[START OF Source records]
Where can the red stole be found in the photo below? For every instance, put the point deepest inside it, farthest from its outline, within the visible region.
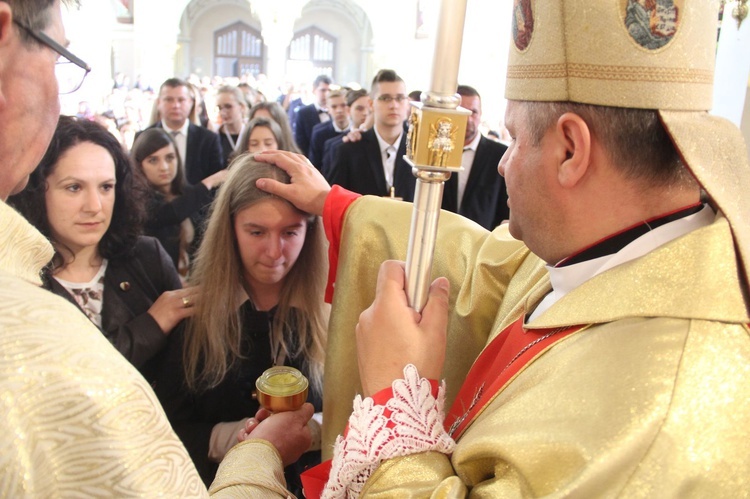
(496, 366)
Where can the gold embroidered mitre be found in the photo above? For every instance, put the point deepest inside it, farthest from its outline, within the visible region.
(646, 54)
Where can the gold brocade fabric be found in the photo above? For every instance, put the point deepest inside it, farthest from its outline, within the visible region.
(77, 419)
(594, 53)
(652, 400)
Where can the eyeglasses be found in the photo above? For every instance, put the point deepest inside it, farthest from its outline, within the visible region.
(69, 72)
(387, 99)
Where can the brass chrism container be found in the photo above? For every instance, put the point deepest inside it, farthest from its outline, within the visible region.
(281, 388)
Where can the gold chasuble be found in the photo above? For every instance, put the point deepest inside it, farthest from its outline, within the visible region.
(649, 398)
(77, 419)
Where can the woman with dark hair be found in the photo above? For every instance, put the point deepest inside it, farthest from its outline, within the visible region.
(261, 134)
(172, 201)
(274, 111)
(261, 268)
(85, 198)
(232, 110)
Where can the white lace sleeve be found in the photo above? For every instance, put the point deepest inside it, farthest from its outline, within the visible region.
(416, 425)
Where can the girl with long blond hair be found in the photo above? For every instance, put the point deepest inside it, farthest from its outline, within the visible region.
(261, 270)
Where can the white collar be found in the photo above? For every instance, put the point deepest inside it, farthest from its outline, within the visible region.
(182, 129)
(385, 145)
(474, 143)
(566, 279)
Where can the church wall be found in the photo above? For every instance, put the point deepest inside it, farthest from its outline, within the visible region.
(202, 36)
(348, 41)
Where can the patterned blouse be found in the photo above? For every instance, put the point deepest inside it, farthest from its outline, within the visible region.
(89, 295)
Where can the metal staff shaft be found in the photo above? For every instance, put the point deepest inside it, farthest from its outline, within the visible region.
(436, 128)
(428, 197)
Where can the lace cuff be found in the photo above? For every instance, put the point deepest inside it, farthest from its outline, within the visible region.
(411, 422)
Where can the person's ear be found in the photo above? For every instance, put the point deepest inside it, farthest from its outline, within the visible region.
(575, 138)
(7, 37)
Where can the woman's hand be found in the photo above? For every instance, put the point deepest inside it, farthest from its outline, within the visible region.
(216, 179)
(173, 306)
(287, 431)
(308, 189)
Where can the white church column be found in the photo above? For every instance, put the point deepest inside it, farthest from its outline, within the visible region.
(277, 29)
(156, 40)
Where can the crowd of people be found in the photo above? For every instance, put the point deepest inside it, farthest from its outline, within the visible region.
(588, 333)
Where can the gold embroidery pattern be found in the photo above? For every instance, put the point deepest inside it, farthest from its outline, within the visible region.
(601, 72)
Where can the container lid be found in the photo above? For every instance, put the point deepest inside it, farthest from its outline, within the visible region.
(281, 381)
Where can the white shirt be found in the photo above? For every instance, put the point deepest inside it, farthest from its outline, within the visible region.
(180, 137)
(566, 279)
(388, 154)
(467, 159)
(324, 116)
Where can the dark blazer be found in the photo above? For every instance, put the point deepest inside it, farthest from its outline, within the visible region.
(305, 119)
(203, 151)
(358, 166)
(193, 413)
(329, 149)
(165, 218)
(320, 134)
(485, 198)
(131, 285)
(226, 147)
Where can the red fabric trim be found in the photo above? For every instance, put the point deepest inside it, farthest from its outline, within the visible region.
(503, 358)
(334, 209)
(625, 230)
(314, 480)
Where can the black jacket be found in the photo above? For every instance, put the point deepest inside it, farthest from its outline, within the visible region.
(358, 166)
(485, 198)
(165, 218)
(131, 285)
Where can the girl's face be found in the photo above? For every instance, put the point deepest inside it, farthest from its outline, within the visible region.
(262, 139)
(229, 109)
(270, 235)
(160, 168)
(80, 196)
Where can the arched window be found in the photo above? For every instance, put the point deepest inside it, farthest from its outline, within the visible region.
(238, 50)
(124, 9)
(317, 47)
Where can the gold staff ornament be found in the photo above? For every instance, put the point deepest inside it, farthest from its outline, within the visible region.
(434, 148)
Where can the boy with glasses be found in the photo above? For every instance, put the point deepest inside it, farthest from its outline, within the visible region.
(375, 164)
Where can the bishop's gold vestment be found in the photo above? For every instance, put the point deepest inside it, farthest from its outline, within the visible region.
(77, 418)
(651, 400)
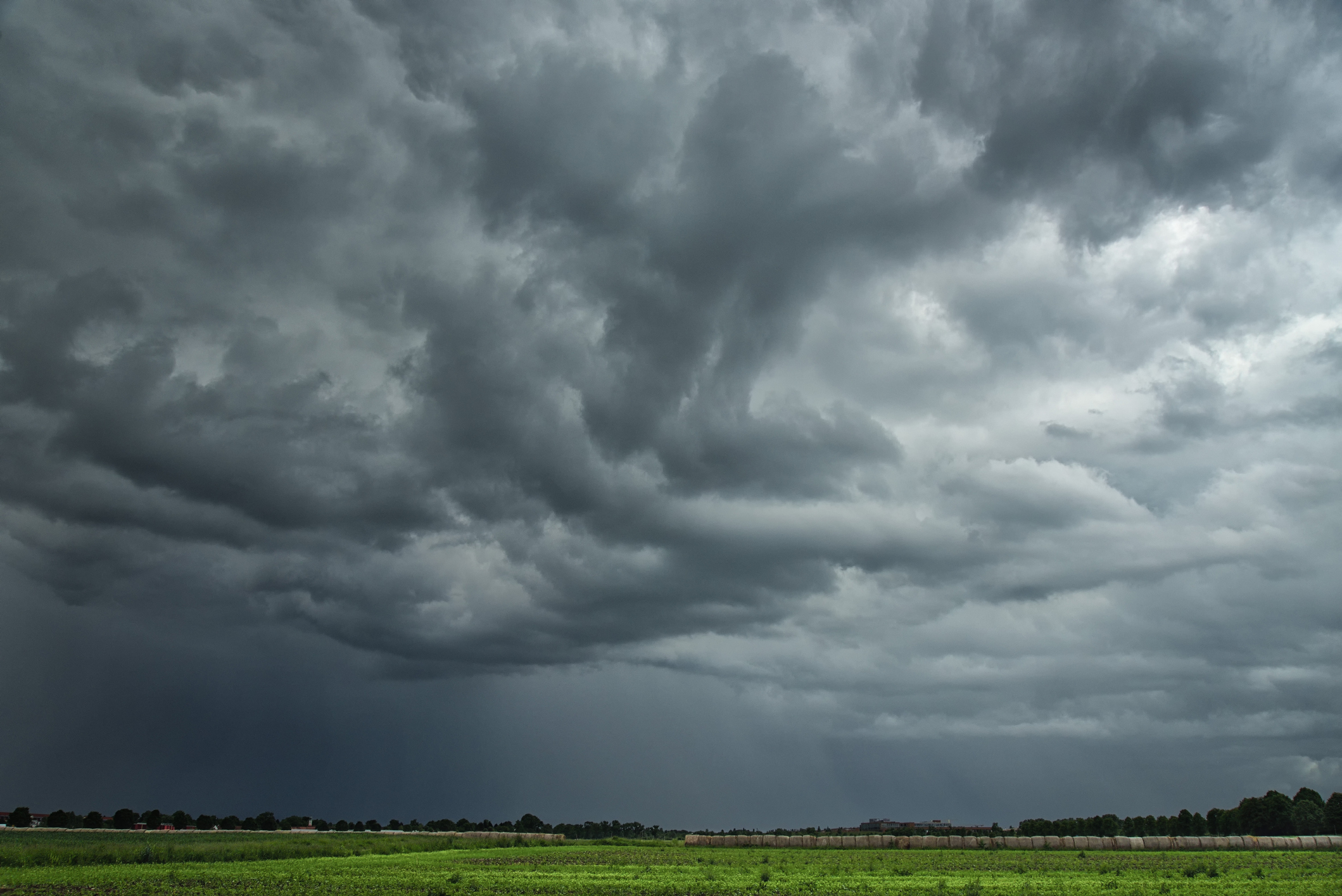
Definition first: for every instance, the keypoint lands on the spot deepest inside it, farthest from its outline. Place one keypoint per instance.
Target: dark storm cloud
(849, 355)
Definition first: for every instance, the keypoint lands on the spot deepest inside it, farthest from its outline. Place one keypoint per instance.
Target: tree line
(152, 819)
(1272, 814)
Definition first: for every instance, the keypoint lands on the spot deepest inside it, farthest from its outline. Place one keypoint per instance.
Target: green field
(652, 869)
(35, 848)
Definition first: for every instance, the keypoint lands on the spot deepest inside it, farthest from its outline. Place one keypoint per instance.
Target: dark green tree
(1306, 793)
(1307, 817)
(1333, 813)
(60, 819)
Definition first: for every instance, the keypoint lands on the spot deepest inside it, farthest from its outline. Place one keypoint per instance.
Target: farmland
(57, 848)
(674, 869)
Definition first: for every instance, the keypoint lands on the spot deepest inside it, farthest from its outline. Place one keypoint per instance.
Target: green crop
(675, 871)
(28, 848)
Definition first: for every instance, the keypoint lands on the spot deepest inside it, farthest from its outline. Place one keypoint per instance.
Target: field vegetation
(57, 848)
(669, 869)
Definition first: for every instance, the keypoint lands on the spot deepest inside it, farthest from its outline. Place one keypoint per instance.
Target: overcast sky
(701, 413)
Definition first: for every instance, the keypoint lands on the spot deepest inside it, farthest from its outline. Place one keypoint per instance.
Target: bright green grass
(28, 848)
(674, 871)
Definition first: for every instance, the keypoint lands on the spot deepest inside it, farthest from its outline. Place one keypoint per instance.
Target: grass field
(35, 848)
(673, 869)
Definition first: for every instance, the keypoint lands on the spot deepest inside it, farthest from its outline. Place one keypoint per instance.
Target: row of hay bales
(893, 842)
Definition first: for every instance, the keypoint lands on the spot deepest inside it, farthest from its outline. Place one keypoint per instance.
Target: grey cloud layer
(852, 352)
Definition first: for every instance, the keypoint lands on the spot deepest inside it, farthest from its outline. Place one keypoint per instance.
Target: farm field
(37, 848)
(674, 869)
[END OF Source records]
Aim
Take the data above and repeat it exactly, leaving each picture out.

Solution for this task
Where can the red stole be found in the photo below? For every instance, put the point deepest inside it, farthest from its outline, within the visible region.
(496, 366)
Where can the gold embroidered mitre be found in the photo above? For every instance, put the point deepest inside it, farthest from its outline, within the visible region.
(646, 54)
Where can the gold brocade fabric be found in the photo above? For every instance, put the point deepest inside it, farthest from its outline, within the visible region.
(77, 419)
(594, 53)
(652, 400)
Where can the eyeglasses be found in the photo above? For every instance, put the point deepest inside it, farthest from its outline, within the visible region.
(69, 72)
(387, 99)
Where can the brass chrism container be found in the photo above? For every instance, put the point deepest inside it, farthest from its outline, within the visible region.
(281, 388)
Where can the gold chasuble be found in the photo above? For every instance, put the point deepest inside it, farthest from its outline, within the visible region.
(649, 398)
(77, 419)
Where can the woman with dark hair be found in the photo above? For every instance, put the point deepest inside it, farthest from its outline, within the visible region.
(261, 134)
(172, 201)
(274, 111)
(261, 268)
(85, 198)
(232, 110)
Where can the white lace sleeve be found in the photo above? For every instance, put the point deepest inside it, farthest from its outline, within the visible region.
(416, 425)
Where can the girl with long blond hair be found in the photo above? For every instance, put the point deepest inside it, farthest from its outline, within the visible region.
(261, 270)
Where can the white collar be found in the photo above? For every instance, put the point deepest inside it, farthest from its outline, within the visible region.
(182, 129)
(385, 145)
(474, 143)
(566, 279)
Where can the church wall be found in the photo above? For every instance, put the point deepest inside it, farthest from its outline, within the visible region.
(202, 36)
(348, 41)
Where can the patterned blouse be found in the photo above? For every instance, put the point deepest inside it, farthest from its outline, within the visible region.
(89, 295)
Where can the metal staff shaft be found in the photo above? For every instance, put the point deepest inside it, farthest from its outline, within the visible region.
(436, 128)
(428, 197)
Where can the lace cuff be found in the photo above? For every instance, put the point deepest inside it, farthest from its outline, within the visible region.
(411, 422)
Where can the person's ear be found in the photo above? For every instance, put the point deepest inside it, farthest from its outline, within the visible region.
(575, 138)
(7, 37)
Where can the woman's hand be found in the photo above? For every instance, put the point deepest inside it, farthest from its outline, within the visible region.
(216, 179)
(173, 306)
(287, 431)
(308, 189)
Where can the white church column be found in the photo above? For every instance, put the point deepest inside it, farthest from its outline, within the visible region.
(277, 29)
(156, 40)
Where can the crowd of people be found in the photo above? For every instance, put the point deepest inside it, farthest from its outline, within the visible region.
(588, 333)
Where can the gold embroidery pattern be found in the photo above? For every instance, put the point deepest inside it, farthest from its outline, within the visible region.
(601, 72)
Where can the container lid be found in the photo above? For every instance, put the point deepest inside it, farthest from its outline, within the visible region.
(281, 381)
Where can the white shirt be found in the photo above? For every instance, put the point deepest inside it, farthest from its outline, within the visible region.
(180, 137)
(566, 279)
(388, 154)
(467, 159)
(324, 116)
Where can the dark blazer be found in the photo above? For every instance, put the point deepest inside it, farthest from its outline, within the visible region.
(305, 119)
(203, 151)
(358, 166)
(193, 413)
(329, 149)
(165, 218)
(320, 134)
(485, 198)
(131, 285)
(226, 147)
Where can the red fabric trim be found in the photo above? For every instance, put the point deepest inside it, farthest from its outline, within the visible region.
(503, 358)
(334, 209)
(625, 230)
(314, 480)
Where can the black jacket be found in the photo above? For every instance, put the point deepest inside it, farthest from its outline, within the visible region.
(358, 166)
(485, 198)
(165, 218)
(131, 285)
Where can the girl's face be found in the photo above? For every instance, put the point deepest inside it, farthest from its outline, within the visible region.
(262, 139)
(229, 109)
(270, 235)
(160, 168)
(80, 196)
Where can the arched window be found in the photo above? For every instance, put the point deepest inside it, farthest from its outline, within the visible region.
(238, 50)
(124, 9)
(317, 47)
Where can the gold staff ornament be found in the photo above? For every instance, put the point deepest inside it, farthest from its outline, within the visible region.
(434, 148)
Where can the boy with glasses be found in the photo above? For every instance, put the point deepest inside it, farthest from its outline, within the visible region.
(375, 164)
Where can the bishop's gold vestment be found in the photo above? For every instance, put the point deepest inside it, farthest from its outline, within the visible region.
(77, 418)
(651, 400)
Definition first: for every instance, the keypoint lands on the spot deepest inside it, farthest from its outline. Place one keypoint per instance.
Target: dark storm cloud
(849, 355)
Definition first: for every instance, the keypoint lands on the spot deepest inside it, farthest from its outline. Place one keypoint per instance.
Target: tree line
(152, 819)
(1272, 814)
Definition first: for every instance, the keypoint lands on the spot deepest inside it, farthest from its outline. Place one keypoint per instance.
Target: green field
(652, 869)
(35, 848)
Definition first: for every instance, the keypoint lands on the spot deepest inside it, farthest from its outline. Place one keypoint per instance.
Target: dark green tree
(1306, 793)
(1307, 817)
(1333, 813)
(60, 819)
Definition first: for every instance, the keypoint lands on the spot deepest inside it, farthest from its outline. Place one keypoint per instance.
Target: farmland
(57, 848)
(674, 869)
Definition first: for every instance, the keypoint lands on the spot deepest inside it, farthest from its outline. Place one keypoint per instance.
Target: green crop
(675, 871)
(28, 848)
Definition first: for every instance, the keypoint lands on the spot deepest inside it, farthest from its outline. Place one keypoint per instance.
Target: field vegetation
(57, 848)
(669, 869)
Definition first: for every instance, the keypoint lands on the spot deepest inside it, farthest from its outline. Place one keypoint per instance.
Target: overcast sky
(701, 413)
Definition first: for every instance, the keypoint lands on the spot deepest inside it, farthest from its outline. Place one keypoint per instance.
Target: bright green grass
(28, 848)
(674, 871)
Definition first: for every instance, the keypoint lands on the spot deepest inside it, farthest from its outline. Place one keypoint per instance.
Target: grass field
(35, 848)
(673, 869)
Definition first: for every instance, the keypoint lands on the spot deepest inside it, farthest from its outline. Place one keypoint per instance.
Target: row of hay bales
(893, 842)
Definition first: for every instance, the keypoint lands on the spot deepest inside it, farthest from its outline. Place one keypoint per instance.
Target: grey cloud layer
(852, 352)
Definition first: for every instance, the keypoint lands on the spot deepest inside it, farthest from its outline. Place one keypoint per instance.
Target: farm field
(37, 848)
(674, 869)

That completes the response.